**YOUR GOAL:**
Please count how many lines in the items below contain the word "boulder", treating uppercase and lowercase as different, and reply with the number alone.
◇ ◇ ◇ ◇ ◇
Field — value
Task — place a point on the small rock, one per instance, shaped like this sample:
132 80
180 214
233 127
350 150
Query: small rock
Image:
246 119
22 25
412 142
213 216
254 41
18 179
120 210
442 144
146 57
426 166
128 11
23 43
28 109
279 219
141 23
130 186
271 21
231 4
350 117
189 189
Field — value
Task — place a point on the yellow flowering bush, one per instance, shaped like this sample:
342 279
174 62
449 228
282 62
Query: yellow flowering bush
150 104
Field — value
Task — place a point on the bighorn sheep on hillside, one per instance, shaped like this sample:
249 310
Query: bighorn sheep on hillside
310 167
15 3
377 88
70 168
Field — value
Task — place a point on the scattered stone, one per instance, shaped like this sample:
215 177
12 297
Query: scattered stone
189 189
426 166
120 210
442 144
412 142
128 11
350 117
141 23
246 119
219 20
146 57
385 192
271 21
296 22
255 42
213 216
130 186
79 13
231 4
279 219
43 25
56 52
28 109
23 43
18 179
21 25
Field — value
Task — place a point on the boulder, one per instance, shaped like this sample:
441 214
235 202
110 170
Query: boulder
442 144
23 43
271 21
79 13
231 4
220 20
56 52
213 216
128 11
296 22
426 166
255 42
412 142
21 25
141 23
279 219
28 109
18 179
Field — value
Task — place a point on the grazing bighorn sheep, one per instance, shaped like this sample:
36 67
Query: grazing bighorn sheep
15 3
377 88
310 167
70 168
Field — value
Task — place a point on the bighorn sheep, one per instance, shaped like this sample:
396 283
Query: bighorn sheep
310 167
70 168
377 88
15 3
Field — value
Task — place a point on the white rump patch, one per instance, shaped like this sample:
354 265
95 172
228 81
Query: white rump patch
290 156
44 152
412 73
◇ ◇ ◇ ◇ ◇
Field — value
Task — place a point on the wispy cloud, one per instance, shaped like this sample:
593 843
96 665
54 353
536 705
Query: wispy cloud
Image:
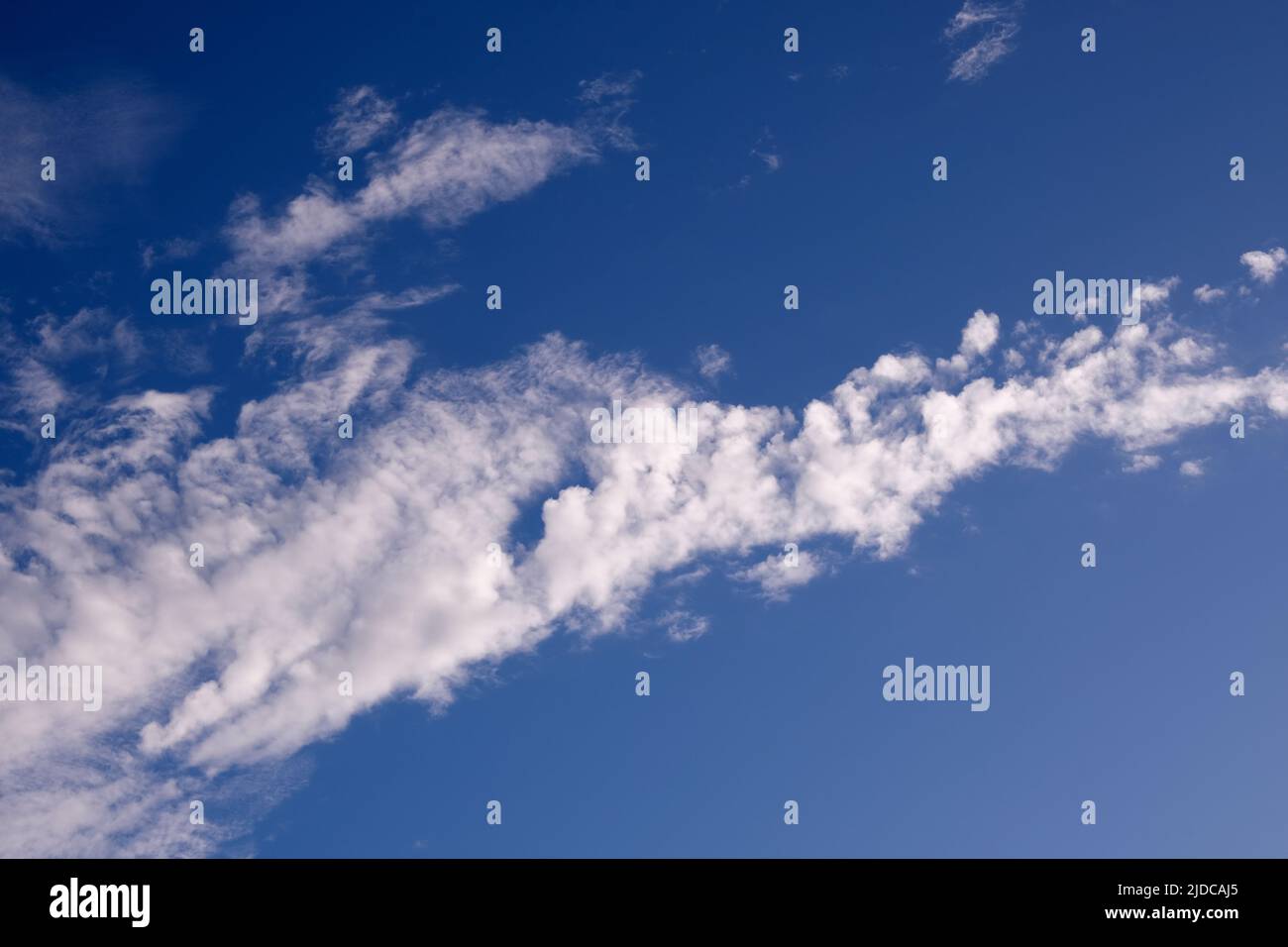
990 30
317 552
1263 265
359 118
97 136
◇ ◇ ◇ ◇ ◇
**WRITTEN ANSWER:**
2